■ Passage du texte
════
Un attroupement se forme alors et une jeune voisine, petite sœur des blanchisseuses à qui nous confions nos uniformes s’approche de moi, désigne le blessé, et avec un superbe sourire sauvage me dit alors : « Youn* » ! (terme ancien désignant les Vietnamiens et qualifié de péjoratif par certains) Pour la petite histoire, ce monsieur devait de l’argent à un de ses amis mais affirmait ne pouvoir le rembourser, celui-ci, le découvrant en train de jouer à des jeux d’argent avait été pris d’un juste courroux et châtié le maraud qui dès le lendemain matin s’enfuyait de l’hôpital pour ne pas avoir à payer la note…
Pensez-vous que l’ONU, dont la mission a été très critiquée, proposait la meilleure des réponses face à cette situation d’urgence, de guerre civile après un génocide ?
Aussi imparfaite qu’elle ait été, c’était probablement la seule réponse possible à l’époque. Elle a suscité beaucoup d’espoirs et presque autant de déceptions, mais beaucoup de Cambodgiens rêvaient tout éveillés, ils imaginaient que d’un coup de baguette magique l’ONU allait pouvoir rétablir le Cambodge de l’époque de Sihanouk, ça n’était tout simplement pas possible ! L’Apronuc a su mettre le Cambodge sur le chemin de la paix, ensuite ce sont les dirigeants cambodgiens qui d’une manière toute asiatique ont su réaliser cette paix en achetant les derniers dirigeants Khmers rouges, c’est à mettre à leur crédit !
Avec le recul et votre expérience du Cambodge, aviez-vous anticipé/ pressenti les changements / bouleversements que connait le pays depuis les années 2000 ?
Non, absolument pas, si ça avait été le cas je ne me serais probablement pas orienté vers l’éco-tourisme…
Si demain vous deviez être confronté à la même situation en 1992, quelles seraient vos recommandations ?
Continuer à s’amuser bien sur mais aussi veiller à investir à temps dans l’immobilier ; j’en ai fait pas mal (achats, rénovations, ventes) mais j’aurais pu en faire beaucoup plus et plus tôt.
Ceci dit, c’est un métier dangereux pour l’âme, on se perd vite dans tout cet argent ! J’ai d’ailleurs arrêté parce que je me rendais compte que le Pierre-Yves d’alors n’était plus celui que j’avais voulu être quand j’étais plus jeune.
Quelles sont les raisons qui vous ont poussé à vous installer ensuite ?
La beauté des femmes, de la nature et des temples ainsi que l’appel de l’aventure mais cette fois-ci sans hiérarchie au-dessus de ma tête.
Vous avez rencontré votre future épouse au Cambodge, souhaitez-vous nous raconter quelques anecdotes ?
════
■ Données recueillies
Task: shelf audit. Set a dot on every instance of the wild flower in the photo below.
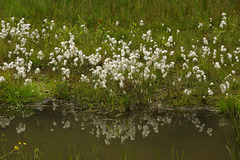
════
■ Exercices à réaliser
1) D'après le passage, dans quel domaine la personne interrogée aurait-elle dû veiller à investir à temps ?
2) Transcrivez fidèlement la partie du passage qui commence par « Aussi imparfaite qu’elle » et se poursuit jusqu'à « leur crédit ! ».
Les lignes n'ont aucun lien avec le passage.

■ Résultats de l'exercice
1) Dans l'immobilier.

2)
Aussi imparfaite qu’elle ait été, c’était probablement la seule réponse possible à l’époque. Elle a suscité beaucoup d’espoirs et presque autant de déceptions, mais beaucoup de Cambodgiens rêvaient tout éveillés, ils imaginaient que d’un coup de baguette magique l’ONU allait pouvoir rétablir le Cambodge de l’époque de Sihanouk, ça n’était tout simplement pas possible ! L’Apronuc a su mettre le Cambodge sur le chemin de la paix, ensuite ce sont les dirigeants cambodgiens qui d’une manière toute asiatique ont su réaliser cette paix en achetant les derniers dirigeants Khmers rouges, c’est à mettre à leur crédit !